(Task statement) Extend the forum thread about Zotero failing to retrieve metadata from PDFs, starting right after its final sentence.

Problem in retrieving metadata

mronkko · December 28, 2011

I found what I believe to be a bug in Zotero. A file that I downloaded a file from a database, added it to Zotero and tried to retrieve metadata, I get an error "PDF does not contain OCRd text". However, the file contains a DOI on the first page and this can be read with the pdftotext tool that is installed by Zotero by launching the tool from command line:

mronkko$ ~/Documents/Research/Zotero/pdftotext-MacIntel 173.full.pdf /dev/stdout
Error: No paper information available - using defaults
Applied Psychological Measurement http://apm.sagepub.com/

Estimation of Composite Reliability for Congeneric Measures
Tenko Raykov Applied Psychological Measurement 1997 21: 173 DOI: 10.1177/01466216970212006 The online version of this article can be found at: http://apm.sagepub.com/content/21/2/173

There is no text in the PDF after the first page, but only images.

I uploaded the paper to my dropbox public folder in case the developers want to take a look:
http://dl.dropbox.com/u/694399/173.full.pdf

dstillman · December 28, 2011

It looks like the recognize code checks to see if there are at least 20 lines of text in the first three pages. If there aren't, it throws that error. This makes sense for Google Scholar lookups, but maybe not for DOI lookups, though this would only be a problem for image-based PDFs. I'll let Simon comment further.

parasbuy · December 29, 2011

Hello.. I'm having a great deal of trouble using the retrieve metadata feature. Some pdf articles are able to be found, but most are not, approximately about 70% or the time. The pdf files that are not indexed, are not images and do have OCR'd text as I am able to open the file, copy/paste the DOI into the magic wand "Add item by identifier," and Zotero is able to index the file perfectly... it just does not do this via the "retrieve metadata" selection for most file, however.

When Zotero does not find an OCR'd document, the system does respond with an "X" and moves to index the next file. However, for most OCR'd files, the system will continue to hang and continue to search. I've left it this way for over an hour to see if would eventually be able to index it, but to no avail. As such, I used to be able to highlight many documents, select "retrieve metadata" and it would find some and not find others, but now the system doesn't move to the next item and I'm having to index the files manually.

There is not pattern on whether the files are from a particular source. I've also tried it via the standalone Zotero and via Firefox with the same result. I am running Zotero 3.0b.3.1.

Thanks.
Paras.

adamsmith · December 29, 2011

when you say "index" it's not clear to me what you mean.
You should index (i.e. have Zotero read and store part of) your files if you're going to use the retrieve metadata feature.

If it's possible to provide a sample document that's not working that would help - it's rather hard to tell what's going on without anything more specific. Also, have you made sure that you're not locked out of google scholar?

parasbuy · December 29, 2011

Hi Adam... sorry, I'll try to be more clear. Here are two files that have been problematic. As you can see, they are pdfs with DOI and not image files. To have Zotero retrieve metadata, I added them into Zotero, right-clicked, and selected "Retrieve Metadata for PDF" ...this was all I meant as far the term "index."

(Given entries)

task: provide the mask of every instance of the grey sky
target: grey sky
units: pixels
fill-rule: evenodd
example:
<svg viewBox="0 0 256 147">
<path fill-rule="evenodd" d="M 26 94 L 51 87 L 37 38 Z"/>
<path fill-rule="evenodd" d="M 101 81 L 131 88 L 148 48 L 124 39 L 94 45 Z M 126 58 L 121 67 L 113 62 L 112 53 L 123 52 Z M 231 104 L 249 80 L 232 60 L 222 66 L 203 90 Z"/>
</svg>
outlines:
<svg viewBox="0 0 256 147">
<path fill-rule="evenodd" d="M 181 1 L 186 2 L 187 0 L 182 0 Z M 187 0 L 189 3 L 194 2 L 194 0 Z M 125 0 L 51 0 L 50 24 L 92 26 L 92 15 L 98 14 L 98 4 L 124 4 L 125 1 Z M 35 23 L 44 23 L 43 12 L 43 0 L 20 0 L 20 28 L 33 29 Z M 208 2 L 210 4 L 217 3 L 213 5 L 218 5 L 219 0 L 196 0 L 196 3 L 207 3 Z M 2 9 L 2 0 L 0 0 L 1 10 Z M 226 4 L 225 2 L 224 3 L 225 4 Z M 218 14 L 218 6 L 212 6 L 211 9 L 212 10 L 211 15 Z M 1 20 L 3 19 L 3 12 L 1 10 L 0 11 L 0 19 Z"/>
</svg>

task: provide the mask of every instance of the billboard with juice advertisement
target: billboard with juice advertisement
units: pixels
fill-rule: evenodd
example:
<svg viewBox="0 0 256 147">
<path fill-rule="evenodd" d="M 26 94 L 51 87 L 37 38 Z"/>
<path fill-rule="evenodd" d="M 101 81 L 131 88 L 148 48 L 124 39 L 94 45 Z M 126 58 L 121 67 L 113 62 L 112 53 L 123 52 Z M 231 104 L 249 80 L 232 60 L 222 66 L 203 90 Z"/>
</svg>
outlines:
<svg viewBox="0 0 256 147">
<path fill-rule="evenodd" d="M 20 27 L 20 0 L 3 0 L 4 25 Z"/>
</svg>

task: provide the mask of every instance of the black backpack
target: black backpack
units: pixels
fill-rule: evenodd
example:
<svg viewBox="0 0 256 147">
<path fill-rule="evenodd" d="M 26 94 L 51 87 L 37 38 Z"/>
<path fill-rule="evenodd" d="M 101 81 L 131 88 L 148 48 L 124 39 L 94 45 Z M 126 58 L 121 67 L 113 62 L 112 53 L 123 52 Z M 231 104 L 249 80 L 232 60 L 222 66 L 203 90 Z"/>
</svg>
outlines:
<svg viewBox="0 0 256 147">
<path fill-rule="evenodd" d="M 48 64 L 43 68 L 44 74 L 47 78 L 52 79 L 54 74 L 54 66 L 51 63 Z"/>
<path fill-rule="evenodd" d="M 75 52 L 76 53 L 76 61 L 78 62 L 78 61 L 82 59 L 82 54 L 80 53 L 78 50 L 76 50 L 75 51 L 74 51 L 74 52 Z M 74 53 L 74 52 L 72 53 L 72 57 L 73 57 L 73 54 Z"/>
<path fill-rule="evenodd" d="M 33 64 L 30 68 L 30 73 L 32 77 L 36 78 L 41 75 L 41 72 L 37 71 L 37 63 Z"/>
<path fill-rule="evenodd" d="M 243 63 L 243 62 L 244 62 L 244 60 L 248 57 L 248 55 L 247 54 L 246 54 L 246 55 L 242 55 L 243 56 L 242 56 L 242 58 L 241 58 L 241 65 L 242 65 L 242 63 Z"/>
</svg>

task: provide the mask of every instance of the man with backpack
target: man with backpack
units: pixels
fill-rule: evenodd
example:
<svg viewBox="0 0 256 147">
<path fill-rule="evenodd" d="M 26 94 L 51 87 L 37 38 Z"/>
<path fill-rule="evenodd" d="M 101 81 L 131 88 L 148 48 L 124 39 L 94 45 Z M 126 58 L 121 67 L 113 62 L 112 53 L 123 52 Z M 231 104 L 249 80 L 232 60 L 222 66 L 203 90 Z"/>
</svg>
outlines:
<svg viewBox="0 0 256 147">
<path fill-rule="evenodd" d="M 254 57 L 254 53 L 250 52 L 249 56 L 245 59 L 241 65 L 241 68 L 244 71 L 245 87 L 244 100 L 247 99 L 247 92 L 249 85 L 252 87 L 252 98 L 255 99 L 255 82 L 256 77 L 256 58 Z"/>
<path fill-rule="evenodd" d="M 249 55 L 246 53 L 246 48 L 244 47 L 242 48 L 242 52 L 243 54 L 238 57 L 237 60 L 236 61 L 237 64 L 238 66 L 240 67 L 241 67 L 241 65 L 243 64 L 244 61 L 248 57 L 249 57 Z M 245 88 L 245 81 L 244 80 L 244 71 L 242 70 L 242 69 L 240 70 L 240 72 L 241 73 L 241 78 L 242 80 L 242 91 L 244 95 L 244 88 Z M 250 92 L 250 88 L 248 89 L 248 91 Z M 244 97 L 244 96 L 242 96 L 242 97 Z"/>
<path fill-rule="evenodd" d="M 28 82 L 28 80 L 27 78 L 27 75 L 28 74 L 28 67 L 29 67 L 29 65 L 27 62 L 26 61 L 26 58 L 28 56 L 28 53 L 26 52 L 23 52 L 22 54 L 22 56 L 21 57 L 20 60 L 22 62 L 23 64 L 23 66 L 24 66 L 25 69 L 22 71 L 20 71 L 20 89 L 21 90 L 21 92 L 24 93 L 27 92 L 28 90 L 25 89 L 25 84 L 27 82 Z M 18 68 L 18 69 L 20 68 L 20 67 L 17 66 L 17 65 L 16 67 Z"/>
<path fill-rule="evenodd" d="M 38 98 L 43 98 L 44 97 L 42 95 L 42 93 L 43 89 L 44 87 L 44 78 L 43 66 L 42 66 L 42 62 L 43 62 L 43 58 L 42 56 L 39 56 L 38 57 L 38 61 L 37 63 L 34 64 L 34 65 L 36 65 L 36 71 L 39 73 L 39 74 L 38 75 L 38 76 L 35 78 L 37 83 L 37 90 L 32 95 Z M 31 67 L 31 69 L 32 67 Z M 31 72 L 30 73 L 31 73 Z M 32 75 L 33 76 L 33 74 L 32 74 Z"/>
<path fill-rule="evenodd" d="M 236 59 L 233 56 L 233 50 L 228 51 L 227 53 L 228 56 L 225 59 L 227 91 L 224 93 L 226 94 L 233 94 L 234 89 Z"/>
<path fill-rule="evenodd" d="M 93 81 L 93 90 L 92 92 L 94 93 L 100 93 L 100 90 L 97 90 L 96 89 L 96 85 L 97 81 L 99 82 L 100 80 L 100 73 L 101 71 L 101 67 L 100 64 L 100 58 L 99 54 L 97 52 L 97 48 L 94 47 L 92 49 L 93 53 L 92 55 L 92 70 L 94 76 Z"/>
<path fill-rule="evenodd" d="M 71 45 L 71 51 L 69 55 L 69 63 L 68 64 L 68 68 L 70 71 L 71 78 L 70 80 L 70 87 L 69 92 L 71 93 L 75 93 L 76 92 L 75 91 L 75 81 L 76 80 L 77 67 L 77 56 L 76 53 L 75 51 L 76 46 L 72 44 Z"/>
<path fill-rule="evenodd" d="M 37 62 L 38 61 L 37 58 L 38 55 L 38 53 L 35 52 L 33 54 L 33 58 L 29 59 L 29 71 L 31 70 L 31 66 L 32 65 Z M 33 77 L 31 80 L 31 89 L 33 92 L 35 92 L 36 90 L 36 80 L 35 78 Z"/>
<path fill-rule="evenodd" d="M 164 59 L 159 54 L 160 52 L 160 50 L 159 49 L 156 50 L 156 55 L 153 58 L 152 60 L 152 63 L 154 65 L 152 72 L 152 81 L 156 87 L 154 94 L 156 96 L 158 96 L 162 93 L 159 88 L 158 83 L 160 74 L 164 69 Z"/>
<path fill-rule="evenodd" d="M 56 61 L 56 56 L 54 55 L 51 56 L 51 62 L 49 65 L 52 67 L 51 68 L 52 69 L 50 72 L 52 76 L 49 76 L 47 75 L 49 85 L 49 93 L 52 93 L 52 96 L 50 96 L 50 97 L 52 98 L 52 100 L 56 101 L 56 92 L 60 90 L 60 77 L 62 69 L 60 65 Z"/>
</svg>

(Response to this task)
https://docs.google.com/open?id=0Bwd4c-BLEe52MDhmOWVkNWUtODc4Mi00YjhmLTgxOWItNmRlZDFiMzc3NTc4

https://docs.google.com/open?id=0Bwd4c-BLEe52ZGQyYWY5YWMtOTQzMy00MTgwLWIzNDktNTc2YzU3ODU5OGMx

I don't know know if I'm being locked out of Google Scholar, but I don't think so. I'm able to retrieve metadata via Google Scholar for some files but not others. The same files are problematic regardless of the number of times I try, yet others work fine.

Thanks for your help!
Paras.

adamsmith · December 29, 2011

OK, I had a look at the first one - Zotero doesn't pick up the doi, it then checks google scholar for some search terms and doesn't get any results (because it picks bad search terms) - so far that's too bad, but expected to happen from time to time.
But then, just like for you, the process doesn't fail nicely but instead just keeps going - that's not right and someone (Simon?) should take a look

dstillman · December 29, 2011

Yeah, the second one throws an error:

Error: this._handlers[type][i] is undefined
Source file: chrome://zotero/content/xpcom/translation/translate.js
Line: 855

Simon will have to take a look.

Simon · December 30, 2011

I'll take a look, but my first thought is that tightening the detect code for Google Scholar may have broken something.

Simon · December 31, 2011

That was indeed the case. There was another issue causing that error to be thrown, which wasn't causing the hangs, but which I've fixed anyway. I've reverted the changes to the Google Scholar translator and also fixed recognizePDF.js so that this won't be a problem in the future.

mark · January 1, 2012

Glad to see the interaction with Google Scholar is being improved. I note, though, that parabuys' comments make this once again a thread (along with another recent example) in which problems surface that have to do not just with the code but also with the UI of the retrieve metadata feature.

The five simple suggestions I contributed two years ago on the basis of several users' reports would go a long way towards solving some of the basic problems with the pdf retrieve metadata UI.

parasbuy · January 6, 2012

I've noticed a significant improvement in this... thanks a lot for your attention to the issue! It helps a lot!

best regards,
Paras.

parasbuy · January 6, 2012

btw, I do still notice a number of PDFs with OCR'd text and with DOI's do not get retrieved. Here are some examples....

http://dl.dropbox.com/u/38804134/science-4.pdf

http://dl.dropbox.com/u/38804134/science-10.pdf

http://dl.dropbox.com/u/38804134/science-62.pdf

> Also, many files don't have a DOI and do have a PII... if the system does not find and index a DOI, can it be made to attempt to index via the PII? Here are a few examples...

http://en.wikipedia.org/wiki/Publisher_Item_Identifier

http://dl.dropbox.com/u/38804134/science-5.pdf

http://dl.dropbox.com/u/38804134/science-41.pdf

Thank you.

Paras.

adamsmith · January 6, 2012

where Zotero can't find a doi it uses google scholar using a search string taken from the document
- I don't know if PII would help - it's harder to identify than DOIs (which all start with 10. and so are easy for Zotero to spot) and I don't know of a central database like CrossRef that we could query

parasbuy · January 6, 2012

it seems like all PII's start with "PII:" can that be used? Same thing with PMID, can it check PMID if it doesn't find a DOI via Google Scholar?

Can the search string be put into PubMed, for example? This is what I do and most often find a DOI, PII, or PMID within the results. Can that be captured and plugged into the engine as an alternate way to index an item?

Thanks,
Paras.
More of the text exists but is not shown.